Saved dataset items:
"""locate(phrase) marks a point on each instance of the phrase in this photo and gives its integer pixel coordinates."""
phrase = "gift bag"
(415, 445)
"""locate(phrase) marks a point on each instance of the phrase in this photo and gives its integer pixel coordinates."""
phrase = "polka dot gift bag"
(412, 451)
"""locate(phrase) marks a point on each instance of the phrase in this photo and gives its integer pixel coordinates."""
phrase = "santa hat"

= Directions for this task =
Output the material above line for line, without changing anything.

= Task result =
"""locate(phrase) marks a point on each instance of the phrase in this photo and gives its integer pixel coordinates."""
phrase = "gift bag"
(415, 445)
"""locate(phrase) marks a point on each instance of the phrase in this photo and gives its integer pixel coordinates."""
phrase = "polka dot gift bag"
(412, 451)
"""locate(phrase) marks a point on each instance of the phrase in this photo and gives its integer pixel coordinates."""
phrase = "santa hat"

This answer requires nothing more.